The answer must be every line from the entries below that contains "mask".

*** Opening Data extracts ***

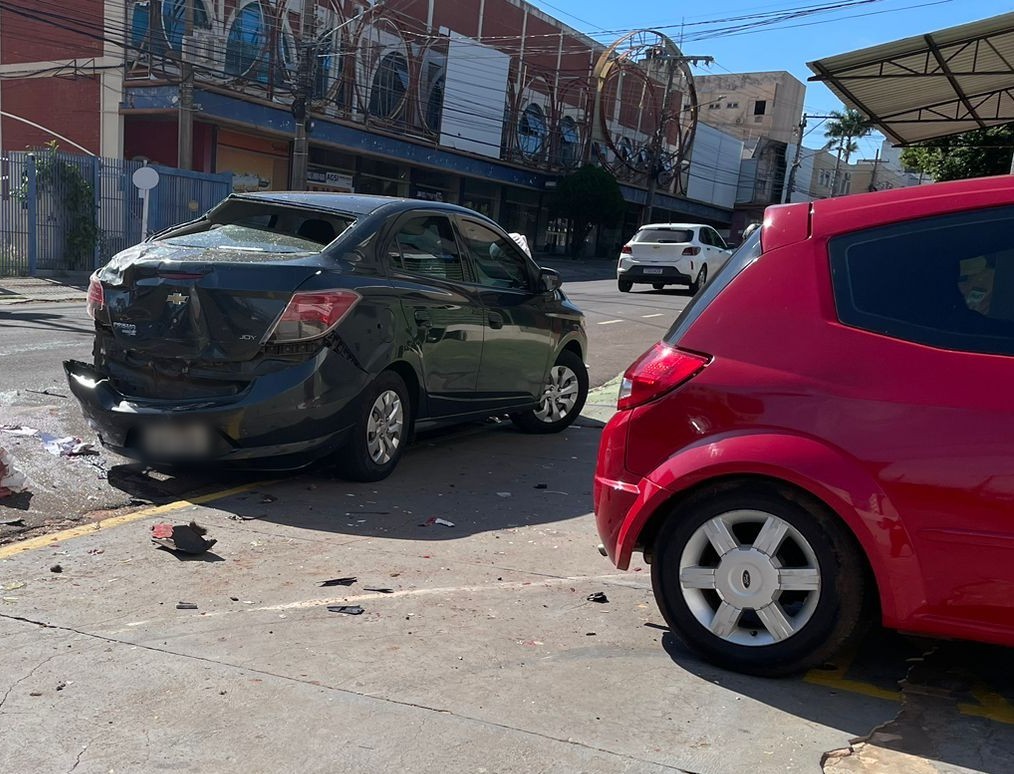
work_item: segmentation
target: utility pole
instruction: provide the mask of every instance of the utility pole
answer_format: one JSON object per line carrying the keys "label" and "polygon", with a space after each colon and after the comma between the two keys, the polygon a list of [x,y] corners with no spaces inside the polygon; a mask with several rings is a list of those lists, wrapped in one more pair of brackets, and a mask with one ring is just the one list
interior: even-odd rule
{"label": "utility pole", "polygon": [[180,40],[180,110],[176,132],[176,166],[190,169],[194,157],[194,68],[188,43],[194,34],[194,0],[186,0],[183,37]]}
{"label": "utility pole", "polygon": [[880,165],[880,148],[877,148],[877,155],[873,159],[873,172],[870,174],[870,192],[877,190],[877,167]]}
{"label": "utility pole", "polygon": [[796,158],[792,160],[792,166],[789,167],[789,179],[785,181],[785,186],[782,189],[782,204],[788,204],[792,201],[792,191],[796,185],[796,170],[799,169],[799,158],[803,153],[803,132],[806,131],[806,113],[803,113],[803,118],[799,122],[799,142],[796,143]]}
{"label": "utility pole", "polygon": [[310,122],[310,101],[317,73],[317,40],[310,40],[310,23],[316,14],[316,0],[303,0],[303,12],[299,16],[299,70],[296,74],[296,90],[292,97],[292,118],[296,131],[292,139],[292,174],[289,189],[306,190],[306,172],[310,161],[310,139],[306,131]]}
{"label": "utility pole", "polygon": [[[648,191],[644,198],[644,223],[652,222],[652,214],[655,210],[655,193],[658,190],[658,177],[662,174],[662,146],[666,140],[666,128],[672,118],[669,115],[669,97],[672,94],[672,82],[676,75],[676,62],[691,62],[708,64],[715,61],[711,56],[666,56],[668,74],[666,76],[665,91],[662,93],[662,112],[659,115],[658,126],[651,138],[651,166],[648,168]],[[679,170],[676,170],[679,174]]]}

*** Closing Data extracts ***

## Answer to the exercise
instruction: provide the mask of every instance of the utility pole
answer_format: one JSON object per line carrying the keys "label" and "polygon", with a space after each colon and after the comma between the two keys, the polygon a list of [x,y] corners with no spaces inside the polygon; a mask with several rings is a list of those lists, wrapped in one more pair of brackets, and a mask with one ring is just the one list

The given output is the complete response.